Document passage →
Start
Figure 2 shows the time series of observed daily PM2.5 concentrations with vertically thermodynamic (temperature) and dynamic (wind) variables in Beijing simultaneously observed for the period from December 2018 to February 2019. The heavy PM2.5 pollution tended to occur more frequently on the days with low near-surface wind speed, and warmer air at the top of PBL (Figure 2b,c), given the wintertime climatological PBL height of 1–1.5 km in Beijing [61]. This generally does not favor the vertical ventilation and horizontal dispersion of aerosols. For example, during the pollution episode from December 14, to 18 of 2018, the near-surface wind speed in Beijing was significantly lower than those of pre- and post-periods, which was accompanied by strong thermal inversion layer. The southerly winds prevailed in the lowest 1–2 km of PBL (Figure 2a), which tended to transport aerosol particles from Hebei, a significant source region of aerosol emission to the south of Beijing (Figure 1a).
The most severe haze episode occurred during the study period persisted at least three days, starting from 12 January 2019 until 14 January 2019, during which PM2.5 exceeded 100 μg m−3. A most extremely high concentration of greater than 200 μg m−3 was observed as well. Coincidently, there existed weak southwesterly winds, and strong temperature inversion in the PBL, both of which contributed to this atmospheric pollution.

3.2. Synoptic-Scale Circulation and Backward Trajectory Statistical Analysis

In this section, we will examine the role of synoptic-scale meteorology underlying the polluted and clean episodes observed during the study period in Beijing. The first step to accomplish this is to determine the climatological wintertime winds at 925 hPa and 850 hPa pressure levels over Beijing and its surroundings. As shown in Figure 3a,c, weak westerly or southwesterly winds dominated both 850 hPa and 925 hPa pressure levels during the high aerosol-loading winter days in Beijing. By comparison, the wind fields at 850 hPa and 925 hPa were characterized by strong northwesterly winds over Beijing, which generally led to frequent intrusion of cold air mass (Figure 3b,d).
End
Data lines →
Start
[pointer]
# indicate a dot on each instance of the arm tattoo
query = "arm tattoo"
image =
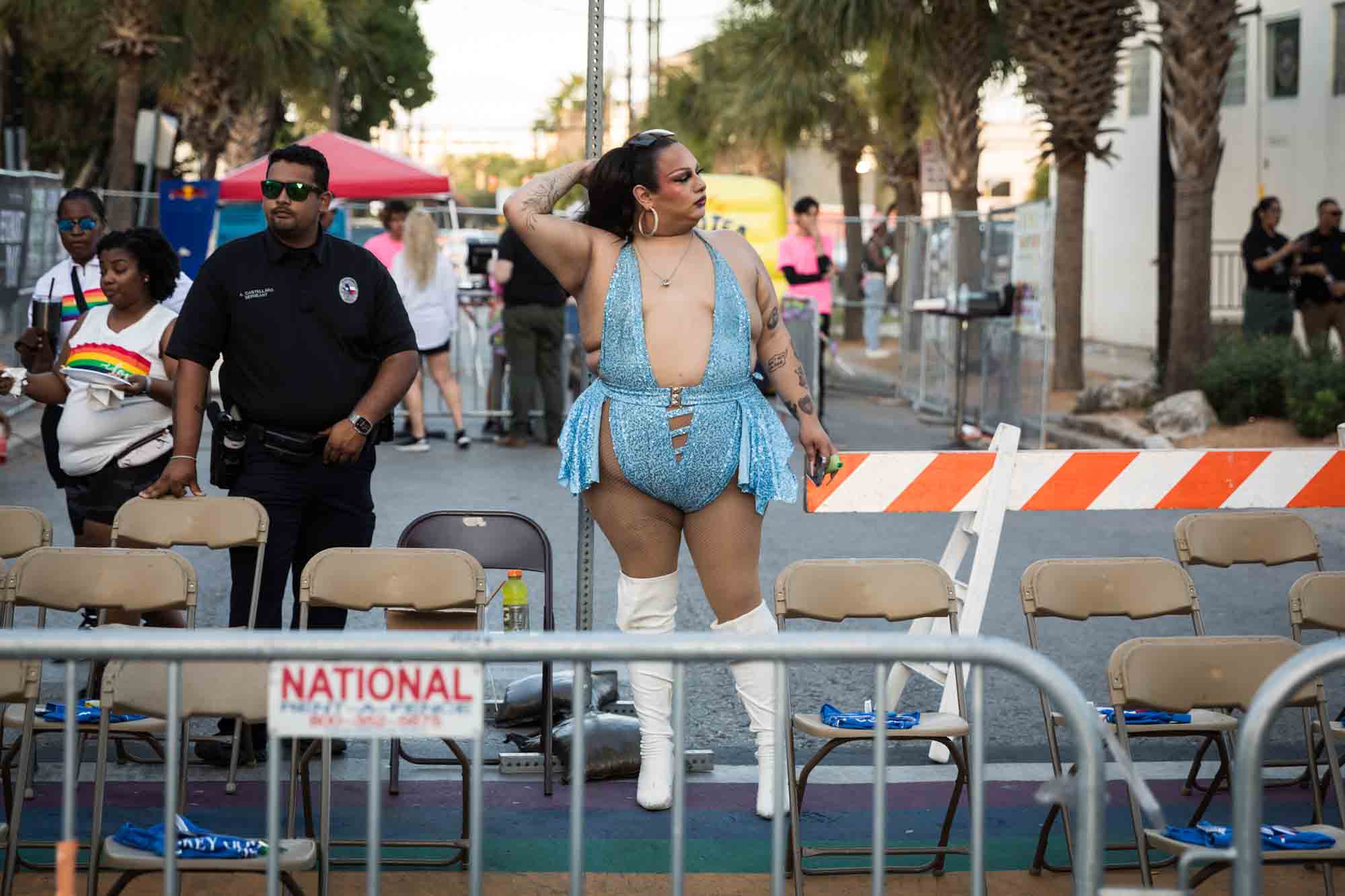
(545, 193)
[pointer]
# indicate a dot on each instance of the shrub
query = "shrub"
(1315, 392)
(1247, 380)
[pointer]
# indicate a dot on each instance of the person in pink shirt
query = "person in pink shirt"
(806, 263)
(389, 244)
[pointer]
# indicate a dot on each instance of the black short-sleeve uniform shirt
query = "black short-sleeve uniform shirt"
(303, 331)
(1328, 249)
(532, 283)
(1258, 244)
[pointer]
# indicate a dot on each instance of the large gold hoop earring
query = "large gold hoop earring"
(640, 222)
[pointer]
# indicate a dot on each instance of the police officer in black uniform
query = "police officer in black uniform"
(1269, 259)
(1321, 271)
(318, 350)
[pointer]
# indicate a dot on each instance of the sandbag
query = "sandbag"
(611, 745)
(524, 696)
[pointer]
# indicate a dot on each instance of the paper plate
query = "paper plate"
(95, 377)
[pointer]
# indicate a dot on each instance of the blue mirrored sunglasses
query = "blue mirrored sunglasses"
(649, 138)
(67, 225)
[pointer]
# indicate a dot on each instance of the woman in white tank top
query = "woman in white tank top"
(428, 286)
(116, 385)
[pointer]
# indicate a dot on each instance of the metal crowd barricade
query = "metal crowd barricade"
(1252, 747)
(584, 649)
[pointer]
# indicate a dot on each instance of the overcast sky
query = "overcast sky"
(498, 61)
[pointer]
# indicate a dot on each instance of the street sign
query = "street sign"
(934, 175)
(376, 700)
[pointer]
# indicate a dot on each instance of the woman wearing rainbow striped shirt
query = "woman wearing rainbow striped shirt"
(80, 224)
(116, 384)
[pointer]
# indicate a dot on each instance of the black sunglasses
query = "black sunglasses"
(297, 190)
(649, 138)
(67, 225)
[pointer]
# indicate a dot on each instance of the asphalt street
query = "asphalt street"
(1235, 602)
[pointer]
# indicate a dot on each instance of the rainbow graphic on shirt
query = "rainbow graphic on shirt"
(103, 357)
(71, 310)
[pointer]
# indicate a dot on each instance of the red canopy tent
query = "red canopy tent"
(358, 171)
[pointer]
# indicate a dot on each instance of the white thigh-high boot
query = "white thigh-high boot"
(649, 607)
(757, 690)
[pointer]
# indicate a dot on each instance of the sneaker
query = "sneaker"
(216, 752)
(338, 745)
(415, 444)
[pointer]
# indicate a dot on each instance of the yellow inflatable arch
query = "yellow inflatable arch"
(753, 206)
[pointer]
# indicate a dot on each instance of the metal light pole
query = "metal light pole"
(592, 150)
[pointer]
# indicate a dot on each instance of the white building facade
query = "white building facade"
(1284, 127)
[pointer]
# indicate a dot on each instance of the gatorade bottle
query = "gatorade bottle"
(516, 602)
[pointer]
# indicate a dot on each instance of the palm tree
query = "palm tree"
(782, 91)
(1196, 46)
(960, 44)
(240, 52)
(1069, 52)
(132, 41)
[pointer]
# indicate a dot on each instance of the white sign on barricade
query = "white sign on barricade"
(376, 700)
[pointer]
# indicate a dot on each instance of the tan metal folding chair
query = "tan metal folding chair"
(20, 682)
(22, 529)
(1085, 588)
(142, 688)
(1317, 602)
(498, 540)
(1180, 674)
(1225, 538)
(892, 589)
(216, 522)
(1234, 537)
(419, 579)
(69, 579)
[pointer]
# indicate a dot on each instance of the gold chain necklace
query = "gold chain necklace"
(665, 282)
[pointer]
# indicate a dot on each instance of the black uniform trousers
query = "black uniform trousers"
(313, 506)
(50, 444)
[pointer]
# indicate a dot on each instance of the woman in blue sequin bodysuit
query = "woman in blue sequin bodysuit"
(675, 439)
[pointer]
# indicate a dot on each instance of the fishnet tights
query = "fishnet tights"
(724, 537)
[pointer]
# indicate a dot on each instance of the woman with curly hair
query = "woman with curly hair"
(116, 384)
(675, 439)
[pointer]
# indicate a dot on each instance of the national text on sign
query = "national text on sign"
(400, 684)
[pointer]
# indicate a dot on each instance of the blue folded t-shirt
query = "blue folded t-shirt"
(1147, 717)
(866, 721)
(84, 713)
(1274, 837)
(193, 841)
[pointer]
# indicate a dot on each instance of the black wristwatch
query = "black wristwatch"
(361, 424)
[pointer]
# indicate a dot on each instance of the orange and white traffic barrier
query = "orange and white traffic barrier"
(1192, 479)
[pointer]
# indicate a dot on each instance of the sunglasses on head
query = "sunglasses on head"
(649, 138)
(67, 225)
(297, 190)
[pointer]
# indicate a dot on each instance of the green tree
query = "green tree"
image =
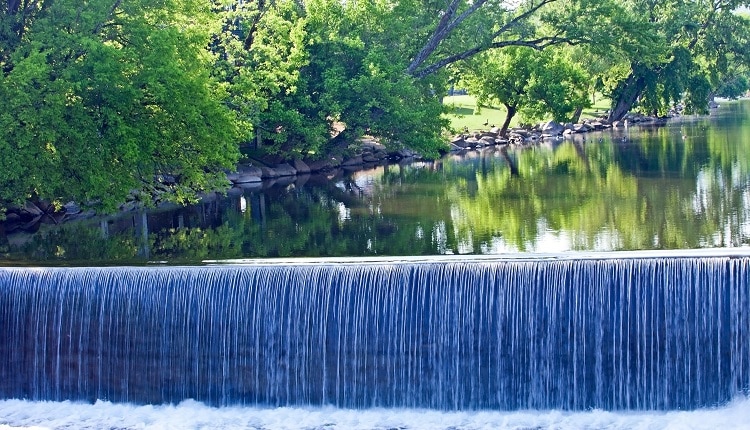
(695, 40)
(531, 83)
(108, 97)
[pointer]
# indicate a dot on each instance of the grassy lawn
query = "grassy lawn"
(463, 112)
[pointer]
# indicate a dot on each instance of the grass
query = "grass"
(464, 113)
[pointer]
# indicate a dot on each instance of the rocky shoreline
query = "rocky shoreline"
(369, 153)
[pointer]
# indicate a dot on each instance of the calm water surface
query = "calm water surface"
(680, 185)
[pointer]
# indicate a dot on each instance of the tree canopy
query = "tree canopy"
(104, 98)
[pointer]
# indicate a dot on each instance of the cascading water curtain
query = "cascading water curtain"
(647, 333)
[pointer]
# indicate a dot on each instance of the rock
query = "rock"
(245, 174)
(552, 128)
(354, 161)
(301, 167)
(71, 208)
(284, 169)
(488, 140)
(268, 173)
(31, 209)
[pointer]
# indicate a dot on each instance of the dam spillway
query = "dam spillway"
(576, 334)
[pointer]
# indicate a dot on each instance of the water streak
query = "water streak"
End
Start
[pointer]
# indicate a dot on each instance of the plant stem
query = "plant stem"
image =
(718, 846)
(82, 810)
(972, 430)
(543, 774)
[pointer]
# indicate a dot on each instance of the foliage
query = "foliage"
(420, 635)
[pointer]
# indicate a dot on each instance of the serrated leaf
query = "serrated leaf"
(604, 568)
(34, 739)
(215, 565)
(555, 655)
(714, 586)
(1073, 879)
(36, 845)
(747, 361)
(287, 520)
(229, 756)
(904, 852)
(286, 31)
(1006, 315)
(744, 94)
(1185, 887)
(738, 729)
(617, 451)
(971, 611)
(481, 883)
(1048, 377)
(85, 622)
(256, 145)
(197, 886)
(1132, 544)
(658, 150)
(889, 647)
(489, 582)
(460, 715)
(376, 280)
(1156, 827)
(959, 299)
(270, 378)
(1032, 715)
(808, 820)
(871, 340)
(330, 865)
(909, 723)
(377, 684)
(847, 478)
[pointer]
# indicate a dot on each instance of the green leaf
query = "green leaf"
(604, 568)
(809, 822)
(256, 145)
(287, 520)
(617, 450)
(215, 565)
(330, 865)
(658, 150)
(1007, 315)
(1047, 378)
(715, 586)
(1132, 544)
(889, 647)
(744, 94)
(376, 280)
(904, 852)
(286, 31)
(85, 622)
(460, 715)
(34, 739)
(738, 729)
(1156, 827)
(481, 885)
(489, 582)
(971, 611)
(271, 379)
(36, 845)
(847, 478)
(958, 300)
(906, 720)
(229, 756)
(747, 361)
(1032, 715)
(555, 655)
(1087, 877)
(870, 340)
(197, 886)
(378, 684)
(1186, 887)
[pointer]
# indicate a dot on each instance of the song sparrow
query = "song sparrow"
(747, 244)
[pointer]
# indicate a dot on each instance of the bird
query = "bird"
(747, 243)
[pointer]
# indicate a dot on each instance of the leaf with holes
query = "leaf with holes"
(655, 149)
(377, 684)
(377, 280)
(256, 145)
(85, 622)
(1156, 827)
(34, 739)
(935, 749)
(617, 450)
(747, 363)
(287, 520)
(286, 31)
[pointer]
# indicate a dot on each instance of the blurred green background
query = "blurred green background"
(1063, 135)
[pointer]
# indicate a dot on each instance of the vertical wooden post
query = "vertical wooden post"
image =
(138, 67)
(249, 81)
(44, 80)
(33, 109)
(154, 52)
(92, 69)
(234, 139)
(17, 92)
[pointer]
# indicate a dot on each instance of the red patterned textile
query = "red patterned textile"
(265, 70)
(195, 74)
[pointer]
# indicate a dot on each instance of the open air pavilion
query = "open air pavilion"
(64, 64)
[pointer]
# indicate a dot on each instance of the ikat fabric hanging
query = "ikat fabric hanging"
End
Exercises to complete →
**a)** Name every wind direction mentioned in the passage on Beijing air pollution.
**b)** According to the passage on Beijing air pollution, between which dates did the most severe haze episode of the study period occur?

Answers to each task →
**a)** Southerly, southwesterly, westerly, northwesterly

**b)** From 12 January 2019 until 14 January 2019.